About this task: Output every record below precisely as it is written.

Given data:
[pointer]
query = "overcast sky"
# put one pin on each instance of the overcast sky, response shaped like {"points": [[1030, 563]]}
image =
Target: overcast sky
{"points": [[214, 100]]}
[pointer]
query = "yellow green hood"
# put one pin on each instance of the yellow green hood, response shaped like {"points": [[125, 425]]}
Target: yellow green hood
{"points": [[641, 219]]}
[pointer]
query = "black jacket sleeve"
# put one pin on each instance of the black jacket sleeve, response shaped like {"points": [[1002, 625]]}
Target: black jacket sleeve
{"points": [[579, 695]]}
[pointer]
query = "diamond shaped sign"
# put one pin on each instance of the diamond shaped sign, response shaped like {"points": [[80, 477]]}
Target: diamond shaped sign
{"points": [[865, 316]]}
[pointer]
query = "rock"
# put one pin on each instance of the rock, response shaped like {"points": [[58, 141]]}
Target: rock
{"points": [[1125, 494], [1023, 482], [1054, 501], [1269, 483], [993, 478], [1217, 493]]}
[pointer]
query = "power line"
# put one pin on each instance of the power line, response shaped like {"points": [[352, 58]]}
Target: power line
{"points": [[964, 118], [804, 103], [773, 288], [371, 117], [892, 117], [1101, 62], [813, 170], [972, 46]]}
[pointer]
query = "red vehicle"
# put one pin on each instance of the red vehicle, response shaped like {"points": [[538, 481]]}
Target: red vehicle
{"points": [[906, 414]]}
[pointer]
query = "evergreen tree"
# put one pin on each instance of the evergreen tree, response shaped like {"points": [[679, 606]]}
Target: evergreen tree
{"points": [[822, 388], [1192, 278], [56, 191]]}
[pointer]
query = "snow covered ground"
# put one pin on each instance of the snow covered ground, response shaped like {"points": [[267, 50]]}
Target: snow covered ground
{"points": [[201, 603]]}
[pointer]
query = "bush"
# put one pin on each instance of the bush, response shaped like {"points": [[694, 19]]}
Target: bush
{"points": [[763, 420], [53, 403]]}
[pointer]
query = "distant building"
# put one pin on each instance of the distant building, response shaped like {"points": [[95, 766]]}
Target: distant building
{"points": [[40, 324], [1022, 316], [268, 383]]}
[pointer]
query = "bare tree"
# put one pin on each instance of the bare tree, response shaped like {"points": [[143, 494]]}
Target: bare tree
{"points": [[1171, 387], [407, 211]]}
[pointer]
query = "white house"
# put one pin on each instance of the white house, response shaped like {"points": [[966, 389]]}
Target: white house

Final answer:
[pointer]
query = "overcast sky"
# put one pin on each instance of the overcast sky, response shaped like {"points": [[1030, 563]]}
image =
Target: overcast sky
{"points": [[214, 100]]}
[pointer]
query = "yellow green hood"
# put one pin on each instance of the yellow green hood, response shaped like {"points": [[125, 425]]}
Target: yellow green hood
{"points": [[641, 219]]}
[pointer]
query = "black jacket sleeve"
# put one pin on each instance of the black jacket sleeve, response shaped like {"points": [[1002, 625]]}
Target: black jacket sleeve
{"points": [[579, 695]]}
[pointer]
query = "diamond shaped sign"
# put one pin on each instance of the diamond shaped sign, response shaped like {"points": [[80, 477]]}
Target: diamond shaped sign
{"points": [[865, 316]]}
[pointer]
query = "rock"
# put one pin on each instance of the rock, response shaped like {"points": [[58, 141]]}
Target: rock
{"points": [[1125, 494], [1023, 482], [1054, 501], [1269, 483], [993, 478], [1217, 493]]}
[pointer]
query = "power line"
# put one pin on each instance of the power line, response shaped like {"points": [[352, 58]]}
Target: power line
{"points": [[964, 118], [804, 103], [773, 288], [371, 117], [892, 117], [1101, 62], [813, 170], [972, 46]]}
[pointer]
query = "red vehicle"
# put one pin on each instance of the red vehicle, response shaped like {"points": [[538, 481]]}
Target: red vehicle
{"points": [[906, 414]]}
[pointer]
query = "evergreen tree"
# put one pin on each instance of the evergreen tree, response shaped like {"points": [[679, 606]]}
Target: evergreen tree
{"points": [[822, 388], [1192, 278], [56, 191]]}
[pointer]
query = "snow covered ground"
# put one pin on each instance of the snow covered ground, response shaped like {"points": [[267, 50]]}
Target: snow covered ground
{"points": [[201, 603]]}
[pointer]
query = "bush"
# put one pin on each instance of the bush, response shaped like {"points": [[694, 19]]}
Target: bush
{"points": [[763, 420], [53, 403]]}
[pointer]
query = "distant building"
# put one pin on each instance of the distant building, response shaped like {"points": [[95, 766]]}
Target: distant building
{"points": [[40, 324], [1022, 316], [268, 383]]}
[pointer]
query = "bare tree"
# put one pin on each instance of the bare tree, response shaped like {"points": [[143, 494]]}
Target: bare tree
{"points": [[1171, 387], [407, 211]]}
[pointer]
query = "white house"
# put one pin on each instance of the white house, response shaped like {"points": [[966, 389]]}
Target: white house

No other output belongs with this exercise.